## Directions
- 1) Copy the entries word for word, from their first line through the line that contains "box: [177, 28, 242, 54]".
- 2) Continue the random walker segmentation walkthrough from its last line.

## Document excerpt
....

One good analogy for random walker uses graph theory.

The distance from each pixel to its neighbors is weighted by how similar their values are; the more similar, the lower the cost is to step from one to another
The user provides some seed points
The algorithm finds the cheapest paths from each point to each seed value.
Pixels are labeled with the cheapest/lowest path.

We will reuse the seed values from our previous example.

astronaut_labels = np.zeros(astronaut_gray.shape, dtype=np.uint8)

The random walker algorithm expects a label image as input. Any label above zero will be treated as a seed; all zero-valued locations will be filled with labels from the positive integers available.

There is also a masking feature where anything labeled -1 will never be labeled or traversed, but we will not use it here.

indices = ski.draw.circle_perimeter(100, 220, 25)

astronaut_labels[indices] = 1
astronaut_labels[points[:, 0].astype(int), points[:, 1].astype(int)] = 2

image_show(astronaut_labels);

_images/43cb3b5ef7a6b8948826273420af700651f77e14b7290a8c63853062415a2151.png

# Experiment with different beta values here.  Can you do a better job than we have?
astronaut_segmented = seg.random_walker(astronaut_gray, astronaut_labels, beta=2500)

....

## Records for this exercise
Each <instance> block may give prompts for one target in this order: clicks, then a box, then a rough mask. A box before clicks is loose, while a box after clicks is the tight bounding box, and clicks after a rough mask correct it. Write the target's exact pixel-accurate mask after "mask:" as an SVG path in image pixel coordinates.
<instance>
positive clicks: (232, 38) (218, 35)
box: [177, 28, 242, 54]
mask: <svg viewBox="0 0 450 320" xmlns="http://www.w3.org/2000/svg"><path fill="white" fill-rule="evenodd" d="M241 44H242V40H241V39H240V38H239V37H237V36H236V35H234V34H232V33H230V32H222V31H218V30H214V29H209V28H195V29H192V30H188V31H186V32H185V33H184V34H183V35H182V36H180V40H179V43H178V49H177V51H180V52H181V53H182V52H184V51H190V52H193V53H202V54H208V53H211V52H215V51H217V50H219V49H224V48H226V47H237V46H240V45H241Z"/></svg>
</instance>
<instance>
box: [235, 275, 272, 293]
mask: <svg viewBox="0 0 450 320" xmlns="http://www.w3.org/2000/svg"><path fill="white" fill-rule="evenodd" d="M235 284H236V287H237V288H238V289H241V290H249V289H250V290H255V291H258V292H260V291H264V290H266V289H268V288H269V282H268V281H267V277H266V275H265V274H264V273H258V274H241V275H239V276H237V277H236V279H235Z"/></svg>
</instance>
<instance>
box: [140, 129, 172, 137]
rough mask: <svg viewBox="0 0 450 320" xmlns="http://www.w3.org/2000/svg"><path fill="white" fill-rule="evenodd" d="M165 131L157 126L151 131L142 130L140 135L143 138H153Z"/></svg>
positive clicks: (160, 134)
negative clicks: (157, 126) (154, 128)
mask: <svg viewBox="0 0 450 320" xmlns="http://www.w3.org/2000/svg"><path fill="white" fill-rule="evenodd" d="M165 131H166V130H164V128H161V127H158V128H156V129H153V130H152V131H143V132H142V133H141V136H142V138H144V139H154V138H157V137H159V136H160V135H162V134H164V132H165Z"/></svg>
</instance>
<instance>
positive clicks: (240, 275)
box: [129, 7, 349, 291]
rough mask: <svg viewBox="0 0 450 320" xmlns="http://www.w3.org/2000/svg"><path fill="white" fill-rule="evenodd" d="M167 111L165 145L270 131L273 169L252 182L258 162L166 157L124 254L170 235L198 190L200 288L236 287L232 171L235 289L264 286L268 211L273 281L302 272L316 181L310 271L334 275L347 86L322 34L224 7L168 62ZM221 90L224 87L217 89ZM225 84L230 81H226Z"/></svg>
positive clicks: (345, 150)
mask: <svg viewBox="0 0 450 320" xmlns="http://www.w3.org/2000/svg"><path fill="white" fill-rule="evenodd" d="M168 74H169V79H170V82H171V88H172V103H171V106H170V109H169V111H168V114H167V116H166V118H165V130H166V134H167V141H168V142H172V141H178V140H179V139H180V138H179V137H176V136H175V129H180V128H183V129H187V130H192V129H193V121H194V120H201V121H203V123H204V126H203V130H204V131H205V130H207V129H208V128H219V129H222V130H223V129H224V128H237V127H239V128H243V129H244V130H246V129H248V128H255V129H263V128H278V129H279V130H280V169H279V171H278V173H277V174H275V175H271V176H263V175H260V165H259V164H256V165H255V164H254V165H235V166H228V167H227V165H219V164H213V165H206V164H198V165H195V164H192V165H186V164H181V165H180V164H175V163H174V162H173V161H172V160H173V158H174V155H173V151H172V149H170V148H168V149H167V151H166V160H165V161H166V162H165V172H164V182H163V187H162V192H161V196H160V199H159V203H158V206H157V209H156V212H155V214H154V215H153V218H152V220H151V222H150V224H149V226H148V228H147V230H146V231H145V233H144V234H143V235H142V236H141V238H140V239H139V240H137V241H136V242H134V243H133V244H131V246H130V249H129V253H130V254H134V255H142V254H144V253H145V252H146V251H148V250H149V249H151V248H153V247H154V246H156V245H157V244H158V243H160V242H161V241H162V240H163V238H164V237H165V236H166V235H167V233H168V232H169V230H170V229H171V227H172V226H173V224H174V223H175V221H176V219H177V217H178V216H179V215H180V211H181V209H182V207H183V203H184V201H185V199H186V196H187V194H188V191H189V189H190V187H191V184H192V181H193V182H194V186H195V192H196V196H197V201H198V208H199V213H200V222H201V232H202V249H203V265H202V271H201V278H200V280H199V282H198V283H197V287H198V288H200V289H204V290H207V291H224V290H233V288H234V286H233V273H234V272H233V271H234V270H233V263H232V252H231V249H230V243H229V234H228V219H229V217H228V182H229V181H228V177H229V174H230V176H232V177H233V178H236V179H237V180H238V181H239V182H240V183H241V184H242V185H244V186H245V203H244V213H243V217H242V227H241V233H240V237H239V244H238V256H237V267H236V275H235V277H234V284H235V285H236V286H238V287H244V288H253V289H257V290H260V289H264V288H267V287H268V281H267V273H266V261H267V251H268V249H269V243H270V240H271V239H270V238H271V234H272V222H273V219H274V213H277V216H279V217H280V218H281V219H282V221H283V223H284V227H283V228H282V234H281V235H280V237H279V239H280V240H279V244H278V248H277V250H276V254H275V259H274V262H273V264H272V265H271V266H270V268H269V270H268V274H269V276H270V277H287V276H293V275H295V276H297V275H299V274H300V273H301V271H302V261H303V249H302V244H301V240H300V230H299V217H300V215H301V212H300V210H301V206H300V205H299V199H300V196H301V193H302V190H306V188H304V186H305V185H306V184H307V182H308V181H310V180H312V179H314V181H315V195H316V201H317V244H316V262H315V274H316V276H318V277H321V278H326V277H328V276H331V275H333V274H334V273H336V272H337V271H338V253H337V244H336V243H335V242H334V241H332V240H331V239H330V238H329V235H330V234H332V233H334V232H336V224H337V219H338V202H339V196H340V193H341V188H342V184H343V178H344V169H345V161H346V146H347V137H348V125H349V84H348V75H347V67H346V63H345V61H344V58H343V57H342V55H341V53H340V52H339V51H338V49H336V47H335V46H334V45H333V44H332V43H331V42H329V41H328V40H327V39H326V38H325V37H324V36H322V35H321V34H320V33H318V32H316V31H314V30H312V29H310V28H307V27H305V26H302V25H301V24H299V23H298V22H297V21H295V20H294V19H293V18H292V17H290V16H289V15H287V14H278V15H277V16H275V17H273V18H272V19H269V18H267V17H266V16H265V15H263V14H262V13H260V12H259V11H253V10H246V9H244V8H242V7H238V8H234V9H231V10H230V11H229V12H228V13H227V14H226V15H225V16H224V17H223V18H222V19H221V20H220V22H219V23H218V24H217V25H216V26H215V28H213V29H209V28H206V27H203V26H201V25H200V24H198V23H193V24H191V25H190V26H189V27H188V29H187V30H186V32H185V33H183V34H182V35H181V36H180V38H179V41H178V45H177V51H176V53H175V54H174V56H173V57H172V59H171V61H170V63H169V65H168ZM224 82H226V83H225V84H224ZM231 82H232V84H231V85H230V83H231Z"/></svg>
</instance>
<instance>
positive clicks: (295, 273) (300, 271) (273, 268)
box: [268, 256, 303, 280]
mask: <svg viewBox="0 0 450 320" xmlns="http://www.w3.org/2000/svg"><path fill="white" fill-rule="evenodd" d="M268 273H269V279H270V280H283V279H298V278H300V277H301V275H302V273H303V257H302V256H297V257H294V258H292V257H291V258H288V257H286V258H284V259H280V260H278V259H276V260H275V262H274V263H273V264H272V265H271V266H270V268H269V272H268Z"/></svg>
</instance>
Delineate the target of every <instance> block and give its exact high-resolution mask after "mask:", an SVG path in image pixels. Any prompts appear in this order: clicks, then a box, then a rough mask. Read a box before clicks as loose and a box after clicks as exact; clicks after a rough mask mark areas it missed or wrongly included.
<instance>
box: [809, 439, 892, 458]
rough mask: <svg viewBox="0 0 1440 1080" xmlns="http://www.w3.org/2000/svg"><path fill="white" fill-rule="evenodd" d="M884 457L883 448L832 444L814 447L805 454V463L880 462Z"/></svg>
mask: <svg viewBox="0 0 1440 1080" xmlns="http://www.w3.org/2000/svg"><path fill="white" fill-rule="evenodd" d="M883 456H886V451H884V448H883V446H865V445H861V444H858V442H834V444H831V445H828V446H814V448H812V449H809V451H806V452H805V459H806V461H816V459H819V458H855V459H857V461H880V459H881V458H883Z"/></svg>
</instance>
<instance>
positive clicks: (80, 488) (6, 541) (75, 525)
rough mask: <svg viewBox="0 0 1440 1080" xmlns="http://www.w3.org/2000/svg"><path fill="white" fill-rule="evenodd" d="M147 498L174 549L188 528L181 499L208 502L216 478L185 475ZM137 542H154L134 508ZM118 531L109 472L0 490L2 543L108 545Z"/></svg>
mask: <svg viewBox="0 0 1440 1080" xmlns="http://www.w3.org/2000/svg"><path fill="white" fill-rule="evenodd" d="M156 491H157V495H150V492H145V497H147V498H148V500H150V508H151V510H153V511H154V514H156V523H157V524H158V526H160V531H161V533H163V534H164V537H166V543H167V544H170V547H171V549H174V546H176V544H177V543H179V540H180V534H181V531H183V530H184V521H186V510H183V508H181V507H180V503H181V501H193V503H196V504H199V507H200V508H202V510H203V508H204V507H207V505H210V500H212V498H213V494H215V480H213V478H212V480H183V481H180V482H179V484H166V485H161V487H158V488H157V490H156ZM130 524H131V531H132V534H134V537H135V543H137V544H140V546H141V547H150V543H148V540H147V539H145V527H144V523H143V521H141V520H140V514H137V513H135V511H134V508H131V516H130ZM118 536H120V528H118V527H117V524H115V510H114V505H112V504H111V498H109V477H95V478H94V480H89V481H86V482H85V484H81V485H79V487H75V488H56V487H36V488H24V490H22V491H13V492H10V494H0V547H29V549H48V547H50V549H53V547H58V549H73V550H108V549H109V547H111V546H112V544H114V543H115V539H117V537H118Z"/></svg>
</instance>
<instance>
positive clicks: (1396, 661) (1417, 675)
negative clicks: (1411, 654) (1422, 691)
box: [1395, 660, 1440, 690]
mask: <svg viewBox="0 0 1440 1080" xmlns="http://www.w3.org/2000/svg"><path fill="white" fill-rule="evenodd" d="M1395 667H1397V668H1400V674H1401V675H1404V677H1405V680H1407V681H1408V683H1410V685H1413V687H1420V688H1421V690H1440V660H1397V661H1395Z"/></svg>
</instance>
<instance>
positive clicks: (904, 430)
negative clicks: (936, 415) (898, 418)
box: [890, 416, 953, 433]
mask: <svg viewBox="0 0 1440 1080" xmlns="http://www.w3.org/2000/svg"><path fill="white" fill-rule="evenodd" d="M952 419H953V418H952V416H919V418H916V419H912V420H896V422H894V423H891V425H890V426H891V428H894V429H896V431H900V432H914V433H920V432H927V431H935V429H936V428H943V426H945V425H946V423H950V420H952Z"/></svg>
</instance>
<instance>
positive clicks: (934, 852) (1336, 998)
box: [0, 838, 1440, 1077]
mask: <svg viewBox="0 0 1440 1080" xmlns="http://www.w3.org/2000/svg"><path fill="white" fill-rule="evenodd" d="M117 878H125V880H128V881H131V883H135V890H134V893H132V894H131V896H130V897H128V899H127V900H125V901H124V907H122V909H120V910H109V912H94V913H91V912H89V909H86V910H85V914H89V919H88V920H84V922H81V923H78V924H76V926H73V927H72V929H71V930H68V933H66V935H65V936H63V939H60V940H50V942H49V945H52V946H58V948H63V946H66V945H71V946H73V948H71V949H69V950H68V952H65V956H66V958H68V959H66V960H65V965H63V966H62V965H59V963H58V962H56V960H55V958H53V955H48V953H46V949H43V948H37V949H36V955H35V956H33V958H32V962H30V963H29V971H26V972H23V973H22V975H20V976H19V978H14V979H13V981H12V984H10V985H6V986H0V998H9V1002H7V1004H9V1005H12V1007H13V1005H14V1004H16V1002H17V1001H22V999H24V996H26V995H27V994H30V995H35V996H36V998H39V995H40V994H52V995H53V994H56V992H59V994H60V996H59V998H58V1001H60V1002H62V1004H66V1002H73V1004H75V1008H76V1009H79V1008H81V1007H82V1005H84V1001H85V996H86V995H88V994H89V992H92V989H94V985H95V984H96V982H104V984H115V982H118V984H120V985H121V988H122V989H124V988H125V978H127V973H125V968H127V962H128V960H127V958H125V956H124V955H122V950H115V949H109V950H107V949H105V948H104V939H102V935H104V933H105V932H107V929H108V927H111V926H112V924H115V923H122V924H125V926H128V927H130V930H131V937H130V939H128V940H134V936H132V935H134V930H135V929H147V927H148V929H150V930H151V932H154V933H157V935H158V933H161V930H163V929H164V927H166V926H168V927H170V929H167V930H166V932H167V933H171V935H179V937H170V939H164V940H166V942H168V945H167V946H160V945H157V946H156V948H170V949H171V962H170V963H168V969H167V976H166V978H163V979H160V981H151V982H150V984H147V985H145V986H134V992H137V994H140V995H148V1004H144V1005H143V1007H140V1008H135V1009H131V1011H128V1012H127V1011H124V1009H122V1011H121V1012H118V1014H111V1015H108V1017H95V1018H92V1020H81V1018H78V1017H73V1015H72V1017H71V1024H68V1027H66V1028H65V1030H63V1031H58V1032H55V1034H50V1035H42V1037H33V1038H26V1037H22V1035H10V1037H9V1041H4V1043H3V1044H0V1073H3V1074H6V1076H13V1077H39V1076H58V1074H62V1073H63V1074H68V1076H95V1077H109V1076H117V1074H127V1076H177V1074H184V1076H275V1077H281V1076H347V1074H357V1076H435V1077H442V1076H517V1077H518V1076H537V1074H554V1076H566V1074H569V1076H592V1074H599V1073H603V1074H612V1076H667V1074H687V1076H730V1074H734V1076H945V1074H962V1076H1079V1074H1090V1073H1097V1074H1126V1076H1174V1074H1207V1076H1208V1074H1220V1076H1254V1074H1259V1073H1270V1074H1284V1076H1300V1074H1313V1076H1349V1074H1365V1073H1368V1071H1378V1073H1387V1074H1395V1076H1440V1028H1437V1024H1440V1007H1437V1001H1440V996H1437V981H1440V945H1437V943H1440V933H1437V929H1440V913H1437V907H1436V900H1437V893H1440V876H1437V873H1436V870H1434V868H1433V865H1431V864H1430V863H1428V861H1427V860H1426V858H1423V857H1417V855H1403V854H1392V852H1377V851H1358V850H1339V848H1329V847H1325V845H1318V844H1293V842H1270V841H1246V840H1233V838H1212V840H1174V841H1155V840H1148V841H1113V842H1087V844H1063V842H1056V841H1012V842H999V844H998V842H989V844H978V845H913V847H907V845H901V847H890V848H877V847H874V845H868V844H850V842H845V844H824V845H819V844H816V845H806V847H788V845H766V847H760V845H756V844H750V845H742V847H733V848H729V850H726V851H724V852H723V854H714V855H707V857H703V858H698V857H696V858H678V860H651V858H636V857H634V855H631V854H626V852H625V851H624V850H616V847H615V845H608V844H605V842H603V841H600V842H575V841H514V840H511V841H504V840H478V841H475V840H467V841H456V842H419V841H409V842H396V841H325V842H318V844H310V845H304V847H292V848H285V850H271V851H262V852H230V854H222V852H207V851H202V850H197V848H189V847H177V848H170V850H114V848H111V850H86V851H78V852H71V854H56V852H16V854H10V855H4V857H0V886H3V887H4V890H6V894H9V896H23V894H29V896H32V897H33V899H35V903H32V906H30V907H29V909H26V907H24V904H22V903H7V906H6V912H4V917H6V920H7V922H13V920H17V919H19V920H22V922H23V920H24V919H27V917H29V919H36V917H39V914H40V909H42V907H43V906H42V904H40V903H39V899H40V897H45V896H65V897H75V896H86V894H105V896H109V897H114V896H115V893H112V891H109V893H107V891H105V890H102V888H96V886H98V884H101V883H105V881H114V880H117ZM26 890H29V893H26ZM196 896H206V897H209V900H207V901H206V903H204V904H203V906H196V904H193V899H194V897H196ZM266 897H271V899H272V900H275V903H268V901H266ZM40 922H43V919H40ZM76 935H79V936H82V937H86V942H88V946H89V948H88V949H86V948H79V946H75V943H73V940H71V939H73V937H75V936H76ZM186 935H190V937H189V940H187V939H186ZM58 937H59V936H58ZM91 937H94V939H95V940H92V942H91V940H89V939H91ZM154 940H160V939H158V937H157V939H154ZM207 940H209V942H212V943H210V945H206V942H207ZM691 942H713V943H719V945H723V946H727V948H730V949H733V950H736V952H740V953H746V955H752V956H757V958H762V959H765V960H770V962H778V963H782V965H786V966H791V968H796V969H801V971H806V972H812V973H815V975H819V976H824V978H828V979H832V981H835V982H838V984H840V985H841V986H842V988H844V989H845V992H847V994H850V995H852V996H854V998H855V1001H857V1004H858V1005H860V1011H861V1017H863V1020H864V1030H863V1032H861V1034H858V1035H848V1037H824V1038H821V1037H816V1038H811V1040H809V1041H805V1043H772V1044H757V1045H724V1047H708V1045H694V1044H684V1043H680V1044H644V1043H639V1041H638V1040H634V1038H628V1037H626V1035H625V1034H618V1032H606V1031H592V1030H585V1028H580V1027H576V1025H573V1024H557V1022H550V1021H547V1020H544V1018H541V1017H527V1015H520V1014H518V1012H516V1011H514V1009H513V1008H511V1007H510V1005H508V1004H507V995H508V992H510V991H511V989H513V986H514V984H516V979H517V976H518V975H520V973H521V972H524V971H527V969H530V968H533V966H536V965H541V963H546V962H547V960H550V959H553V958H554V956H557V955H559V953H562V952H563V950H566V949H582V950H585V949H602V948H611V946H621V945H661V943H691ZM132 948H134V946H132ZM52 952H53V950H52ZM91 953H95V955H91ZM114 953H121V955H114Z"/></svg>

....

## List of answers
- 1)
Each <instance> block may give prompts for one target in this order: clicks, then a box, then a rough mask. A box before clicks is loose, while a box after clicks is the tight bounding box, and clicks after a rough mask correct it. Write the target's exact pixel-accurate mask after "mask:" as an SVG path in image pixel coordinates.
<instance>
positive clicks: (232, 38) (218, 35)
box: [177, 28, 242, 54]

- 2)
/opt/hostedtoolcache/Python/3.13.11/x64/lib/python3.13/site-packages/skimage/_shared/utils.py:587: UserWarning: The probability range is outside [0, 1] given the tolerance `prob_tol`. Consider decreasing `beta` and/or decreasing `tol`.
  return func(*args, **kwargs)

# Check our results
fig, ax = image_show(astronaut_gray)
ax.imshow(astronaut_segmented == 1, alpha=0.3);

_images/b0bcb9d0299b0db0eaa696a073459ad15a651ffb79028becb2a5563ae4e84787.png

Flood fill#

segmentation.flood and segmentation.flood_fill are basic but effective segmentation techniques. These algorithms take a seed point and iteratively find and fill adjacent points which are equal to or within a tolerance of the initial point. flood returns the region; flood_fill returns a modified image with those points changed to a new value.

This approach is most suited for areas which have a relatively uniform color or gray value, and/or high contrast relative to adjacent structures.

Can we accomplish the same task with flood fill?

seed_point = (100, 220)  # Experiment with the seed point
flood_mask = seg.flood(astronaut_gray, seed_point, tolerance=0.3)  # Experiment with tolerance

fig, ax = image_show(astronaut_gray)
ax.imshow(flood_mask, alpha=0.3)
ax.plot(220, 100, 'bo');  # Show the seed point.

_images/7773addfba573fa9a06424e72b3521bcd57ec97f982703bd01682189905ae38f.png

With our initial tolerance=0.3, the results are not ideal! The flood runs away into the background through the right earlobe.

Let’s think outside the box:

What if instead of segmenting the head, we segmented the background around it and the collar?
Is there any way to increase the contrast between the background and skin?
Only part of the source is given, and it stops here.